__To do__
Would you repeat exactly the part of the listing below that runs from the line containing "Task: locate every instance of the horse ear" down to the line containing "Task: locate every instance of the dark", inclusive, and nothing else?

__Listed entries__
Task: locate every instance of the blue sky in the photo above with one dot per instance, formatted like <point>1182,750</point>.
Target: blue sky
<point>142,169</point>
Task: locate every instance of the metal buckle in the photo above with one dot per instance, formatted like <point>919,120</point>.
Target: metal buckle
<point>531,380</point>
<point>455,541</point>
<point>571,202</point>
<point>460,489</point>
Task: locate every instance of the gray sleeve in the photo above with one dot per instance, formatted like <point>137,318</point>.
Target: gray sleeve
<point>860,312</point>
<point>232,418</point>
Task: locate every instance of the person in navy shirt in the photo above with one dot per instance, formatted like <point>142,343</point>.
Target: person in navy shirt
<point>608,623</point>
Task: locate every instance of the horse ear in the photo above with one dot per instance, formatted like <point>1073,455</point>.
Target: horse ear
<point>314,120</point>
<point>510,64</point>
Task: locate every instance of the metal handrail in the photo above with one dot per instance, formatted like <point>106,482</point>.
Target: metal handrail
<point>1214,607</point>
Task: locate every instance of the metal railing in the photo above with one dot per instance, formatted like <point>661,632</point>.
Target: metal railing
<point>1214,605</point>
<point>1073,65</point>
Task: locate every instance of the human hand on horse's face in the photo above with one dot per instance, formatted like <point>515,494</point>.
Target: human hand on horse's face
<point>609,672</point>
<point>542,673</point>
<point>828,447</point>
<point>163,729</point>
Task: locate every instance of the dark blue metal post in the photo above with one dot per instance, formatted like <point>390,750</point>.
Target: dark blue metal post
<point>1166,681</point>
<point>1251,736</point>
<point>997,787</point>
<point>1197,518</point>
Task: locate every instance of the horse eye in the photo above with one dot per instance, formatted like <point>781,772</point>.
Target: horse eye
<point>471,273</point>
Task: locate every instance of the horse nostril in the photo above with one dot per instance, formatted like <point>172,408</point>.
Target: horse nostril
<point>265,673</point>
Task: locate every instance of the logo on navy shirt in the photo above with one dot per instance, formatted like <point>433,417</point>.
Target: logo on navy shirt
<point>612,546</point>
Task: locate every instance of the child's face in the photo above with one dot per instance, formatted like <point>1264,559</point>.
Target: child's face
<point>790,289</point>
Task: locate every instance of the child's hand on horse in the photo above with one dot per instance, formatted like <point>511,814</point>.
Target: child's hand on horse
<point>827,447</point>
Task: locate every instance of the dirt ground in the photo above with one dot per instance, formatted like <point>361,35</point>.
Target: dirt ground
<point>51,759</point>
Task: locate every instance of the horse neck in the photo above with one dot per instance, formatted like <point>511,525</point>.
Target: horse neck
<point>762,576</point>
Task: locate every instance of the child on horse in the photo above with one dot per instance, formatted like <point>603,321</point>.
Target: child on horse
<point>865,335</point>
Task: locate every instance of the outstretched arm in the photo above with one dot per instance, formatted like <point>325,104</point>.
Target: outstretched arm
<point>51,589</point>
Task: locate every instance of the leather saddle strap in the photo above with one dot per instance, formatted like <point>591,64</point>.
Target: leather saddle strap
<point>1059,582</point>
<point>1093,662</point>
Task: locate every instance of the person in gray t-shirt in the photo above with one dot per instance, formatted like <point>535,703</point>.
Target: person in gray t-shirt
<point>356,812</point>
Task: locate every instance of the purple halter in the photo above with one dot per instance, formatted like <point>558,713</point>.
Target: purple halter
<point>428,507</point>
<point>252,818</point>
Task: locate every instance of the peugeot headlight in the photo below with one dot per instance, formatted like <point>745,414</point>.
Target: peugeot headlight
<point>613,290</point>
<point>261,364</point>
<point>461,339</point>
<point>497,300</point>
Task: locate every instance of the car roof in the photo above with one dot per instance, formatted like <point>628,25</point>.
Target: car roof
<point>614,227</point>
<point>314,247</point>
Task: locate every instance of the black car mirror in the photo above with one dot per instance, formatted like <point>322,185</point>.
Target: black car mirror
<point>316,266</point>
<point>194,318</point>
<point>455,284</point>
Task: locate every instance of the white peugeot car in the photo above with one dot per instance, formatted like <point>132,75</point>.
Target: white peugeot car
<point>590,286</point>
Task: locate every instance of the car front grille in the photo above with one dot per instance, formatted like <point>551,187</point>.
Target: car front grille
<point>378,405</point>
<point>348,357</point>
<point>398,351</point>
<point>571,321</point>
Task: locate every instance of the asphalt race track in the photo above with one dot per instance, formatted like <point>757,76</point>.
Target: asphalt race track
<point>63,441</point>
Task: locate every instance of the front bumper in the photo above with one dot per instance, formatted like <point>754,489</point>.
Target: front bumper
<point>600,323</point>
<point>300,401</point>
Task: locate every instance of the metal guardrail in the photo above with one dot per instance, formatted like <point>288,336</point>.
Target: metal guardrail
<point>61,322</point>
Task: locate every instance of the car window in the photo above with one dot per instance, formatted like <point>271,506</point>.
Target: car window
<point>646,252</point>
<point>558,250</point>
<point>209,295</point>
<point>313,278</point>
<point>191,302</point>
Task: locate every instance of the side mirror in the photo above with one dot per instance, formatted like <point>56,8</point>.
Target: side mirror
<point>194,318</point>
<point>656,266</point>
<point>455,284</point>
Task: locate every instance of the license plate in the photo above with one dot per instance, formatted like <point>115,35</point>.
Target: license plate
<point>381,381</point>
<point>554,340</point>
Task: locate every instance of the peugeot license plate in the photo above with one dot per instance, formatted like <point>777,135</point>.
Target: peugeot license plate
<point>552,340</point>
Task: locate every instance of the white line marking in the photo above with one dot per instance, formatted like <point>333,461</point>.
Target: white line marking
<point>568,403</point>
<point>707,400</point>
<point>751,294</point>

__Solution below__
Task: locate every instance of the horse ear in the photo above with one dot per instance, formatted like <point>1073,455</point>.
Target: horse ear
<point>314,120</point>
<point>510,64</point>
Task: locate every instance of the metal handrail in the photo above with one dot per instance, formatted like <point>106,482</point>.
Target: metal handrail
<point>1214,607</point>
Task: locate every instance of the metal railing in the photo above with one dot per instance, formatted like <point>661,632</point>.
Target: metal railing
<point>1214,605</point>
<point>1073,65</point>
Task: locate every instance of the human hand on horse's face in the photo above with one dot per instance, formatted like <point>515,494</point>.
Target: human hand on horse's face
<point>609,672</point>
<point>542,673</point>
<point>828,447</point>
<point>163,729</point>
Task: locate every instance of the dark blue metal post in the photo above with one dot per instance, formatted like <point>390,750</point>.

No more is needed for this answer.